Deborah Chung headshot.

Deborah Chung

For Chung, this is far from her first time being a trailblazer. She was not only the first woman to earn a degree in engineering and applied sciences from the California Institute of Technology but also one of the first four female undergraduate students to graduate from the university since it was founded in 1891.

A 2022 ranking from Stanford University that examined over 300,000 researchers (living and deceased) in the field of materials research ranked Chung as the top female researcher and No. 13 overall.

Her research areas have included smart materials, multifunctional structural materials, concrete, carbon fibers and nanofibers, electromagnetic interference shielding materials and vibration damping materials. She invented smart concrete, concrete with short carbon fibers added to the conventional concrete mixture, providing the ability to detect stress and deformations, opening up new possibilities for smart structures research. She is the founding director of UB’s Composite Materials Research Laboratory.

Since joining the SEAS faculty in 1986, Chung has been the recipient of numerous honors, most recently receiving the 2024 University at Buffalo President’s Medal. She has been named a fellow of the American Academy of Arts and Sciences, one of the oldest scholarly societies in the United States, and of the American Carbon Society.

Additional awards have included the SUNY Chancellor’s Award for Excellence in Scholarship and Creative Activities, the SUNY Outstanding Inventor Award, and the Hsun Lee Award, jointly awarded by the Institute of Metal Research (Chinese Academy of Sciences) and the Shenyang National Laboratory for Materials Science. Chung also received an honorary doctorate from the University of Alicante in addition to the PhD she earned from the Massachusetts Institute of Technology.

A dedicated educator, Chung has graduated nearly 40 PhD students and received the Teacher of the Year award from the engineering society Tau Beta Pi.

To help inspire young people to pursue science careers, she served as the editor for the book series, “The Road to Scientific Success: Inspiring Life Stories of Prominent Researchers”. Chung has also authored or co-authored over 600 journal articles and has authored multiple books, including “Functional Materials,” “Carbon Materials” and “Composite Materials.”

Ann Bisantz.

Ann Bisantz

Bisantz is a past chair of the Department of Industrial and Systems Engineering where she led successful undergraduate accreditation efforts, developed new undergraduate and graduate programs and increased the size and diversity of the faculty.

As dean of undergraduate education at UB, Bisantz oversees academic policies and curriculum management to help all undergraduate students at UB achieve academic success. She also provides leadership for campus-wide undergraduate advising, and oversight of the Exploratory and Pre-Professional Advising Center and the Finish in 4 program, providing support to keep students on track to graduate in four years.

Bisantz was the recipient of a National Science Foundation CAREER Award and the SUNY Chancellors Award for Excellence in Scholarship and Creative Activities. She is a pioneer in the fields of human factor engineering and cognitive engineering, which uses cognitive psychology and systems engineering methods to support or improve user cognitive processes and system safety.

Her research areas research work to understand aspects of human trust in automated systems, particularly those in complex human technology work environments, including health care, military systems, transportation and emergency management.

In 2020, she was named the Woman Mentor of the Year by the Human Factors and Ergonomics Society, recognizing her extensive history of mentoring, sponsoring or otherwise advancing female professionals in the field of human factors. She was named a fellow of the society in 2013, and she received its Paul M. Fitts Education Award for exceptional contributions to the education and training of human factor specialists in 2017. She is also on the steering committee for UB’s Women in Science and Engineering program.

Bisantz came to UB in 1997 after earning her PhD in industrial engineering and cognitive science from the Georgia Institute of Technology. She earned her bachelor’s and master’s degrees in industrial engineering from UB in 1989 and 1991, respectively.

◆ **Information given**
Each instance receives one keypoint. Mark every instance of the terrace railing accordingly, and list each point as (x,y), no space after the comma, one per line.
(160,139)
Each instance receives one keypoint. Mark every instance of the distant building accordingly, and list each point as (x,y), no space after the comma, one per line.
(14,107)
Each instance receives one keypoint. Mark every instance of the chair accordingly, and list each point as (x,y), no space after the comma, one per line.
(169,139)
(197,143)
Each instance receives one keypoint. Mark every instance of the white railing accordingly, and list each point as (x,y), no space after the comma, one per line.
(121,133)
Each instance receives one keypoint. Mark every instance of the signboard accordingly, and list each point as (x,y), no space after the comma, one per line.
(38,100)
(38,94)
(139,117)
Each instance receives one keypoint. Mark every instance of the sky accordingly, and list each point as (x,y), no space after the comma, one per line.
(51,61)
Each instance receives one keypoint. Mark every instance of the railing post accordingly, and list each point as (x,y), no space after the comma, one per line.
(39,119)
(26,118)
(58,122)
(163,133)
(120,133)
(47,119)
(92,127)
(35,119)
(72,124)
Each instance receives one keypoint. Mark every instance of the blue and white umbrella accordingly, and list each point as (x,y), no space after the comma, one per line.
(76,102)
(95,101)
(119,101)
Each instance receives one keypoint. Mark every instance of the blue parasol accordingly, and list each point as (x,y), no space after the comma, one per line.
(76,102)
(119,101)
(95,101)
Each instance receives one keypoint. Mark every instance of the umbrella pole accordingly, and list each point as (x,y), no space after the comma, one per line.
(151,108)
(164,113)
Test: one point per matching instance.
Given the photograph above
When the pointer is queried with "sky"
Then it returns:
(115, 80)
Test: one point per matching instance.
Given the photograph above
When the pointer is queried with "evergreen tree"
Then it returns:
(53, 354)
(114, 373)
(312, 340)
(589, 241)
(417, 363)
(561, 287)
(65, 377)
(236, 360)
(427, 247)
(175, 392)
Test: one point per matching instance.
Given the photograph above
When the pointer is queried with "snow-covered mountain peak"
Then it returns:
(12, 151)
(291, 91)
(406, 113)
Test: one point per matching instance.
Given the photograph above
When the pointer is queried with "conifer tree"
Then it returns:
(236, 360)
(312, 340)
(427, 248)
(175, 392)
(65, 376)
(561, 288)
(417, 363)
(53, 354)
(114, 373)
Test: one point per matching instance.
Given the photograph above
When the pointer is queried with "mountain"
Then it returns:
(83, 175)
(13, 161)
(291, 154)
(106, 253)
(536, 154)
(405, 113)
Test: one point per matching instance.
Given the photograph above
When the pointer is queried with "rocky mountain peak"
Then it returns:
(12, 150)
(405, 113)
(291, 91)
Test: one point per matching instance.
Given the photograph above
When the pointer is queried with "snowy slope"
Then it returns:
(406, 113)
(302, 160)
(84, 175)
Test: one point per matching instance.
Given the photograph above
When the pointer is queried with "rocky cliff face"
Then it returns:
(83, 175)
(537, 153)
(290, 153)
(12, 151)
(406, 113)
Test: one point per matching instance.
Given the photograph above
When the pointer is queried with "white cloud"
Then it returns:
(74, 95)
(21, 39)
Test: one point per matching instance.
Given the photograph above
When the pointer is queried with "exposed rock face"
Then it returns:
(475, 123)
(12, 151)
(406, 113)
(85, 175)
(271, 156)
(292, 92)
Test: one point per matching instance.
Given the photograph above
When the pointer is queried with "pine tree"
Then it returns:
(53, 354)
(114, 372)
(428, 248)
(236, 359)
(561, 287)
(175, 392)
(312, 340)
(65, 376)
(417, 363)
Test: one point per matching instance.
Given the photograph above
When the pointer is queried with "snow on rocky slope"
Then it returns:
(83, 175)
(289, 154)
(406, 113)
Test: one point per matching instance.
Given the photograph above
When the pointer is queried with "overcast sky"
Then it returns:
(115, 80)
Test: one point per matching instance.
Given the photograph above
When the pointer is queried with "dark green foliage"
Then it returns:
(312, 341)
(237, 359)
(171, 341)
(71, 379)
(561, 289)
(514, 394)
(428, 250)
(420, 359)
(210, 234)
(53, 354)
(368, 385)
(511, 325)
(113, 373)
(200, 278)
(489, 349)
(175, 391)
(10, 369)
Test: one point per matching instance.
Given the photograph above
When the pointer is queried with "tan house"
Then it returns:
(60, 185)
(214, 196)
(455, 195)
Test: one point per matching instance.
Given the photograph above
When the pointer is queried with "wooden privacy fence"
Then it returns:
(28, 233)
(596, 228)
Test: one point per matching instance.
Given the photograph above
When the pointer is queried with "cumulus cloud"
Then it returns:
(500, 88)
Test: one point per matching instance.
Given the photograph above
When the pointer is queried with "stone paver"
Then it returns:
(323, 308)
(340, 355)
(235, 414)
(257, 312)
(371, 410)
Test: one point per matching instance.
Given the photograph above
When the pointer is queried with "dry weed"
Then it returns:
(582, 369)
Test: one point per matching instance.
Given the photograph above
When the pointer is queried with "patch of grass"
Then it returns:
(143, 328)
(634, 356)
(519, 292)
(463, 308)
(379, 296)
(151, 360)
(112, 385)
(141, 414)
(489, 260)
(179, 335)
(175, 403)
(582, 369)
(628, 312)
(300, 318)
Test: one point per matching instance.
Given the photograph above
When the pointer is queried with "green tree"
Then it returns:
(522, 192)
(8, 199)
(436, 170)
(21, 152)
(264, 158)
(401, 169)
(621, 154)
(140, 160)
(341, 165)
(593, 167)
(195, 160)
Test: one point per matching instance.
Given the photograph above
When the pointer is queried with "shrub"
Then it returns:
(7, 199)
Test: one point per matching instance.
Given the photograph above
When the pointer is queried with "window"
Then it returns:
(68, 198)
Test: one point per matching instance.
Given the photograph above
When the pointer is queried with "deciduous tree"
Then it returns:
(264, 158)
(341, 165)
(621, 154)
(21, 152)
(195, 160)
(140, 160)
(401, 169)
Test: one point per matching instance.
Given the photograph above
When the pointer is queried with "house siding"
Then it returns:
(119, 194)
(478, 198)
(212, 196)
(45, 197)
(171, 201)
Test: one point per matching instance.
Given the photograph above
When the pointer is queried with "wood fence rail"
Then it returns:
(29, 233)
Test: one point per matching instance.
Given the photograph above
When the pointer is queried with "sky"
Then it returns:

◆ **Exercise requirements**
Quote the faculty profiles word for word between "A dedicated educator, Chung" and "Ann Bisantz.", inclusive. The rows are separate material and have no connection to the faculty profiles.

◆ **Problem solution**
A dedicated educator, Chung has graduated nearly 40 PhD students and received the Teacher of the Year award from the engineering society Tau Beta Pi.

To help inspire young people to pursue science careers, she served as the editor for the book series, “The Road to Scientific Success: Inspiring Life Stories of Prominent Researchers”. Chung has also authored or co-authored over 600 journal articles and has authored multiple books, including “Functional Materials,” “Carbon Materials” and “Composite Materials.”

Ann Bisantz.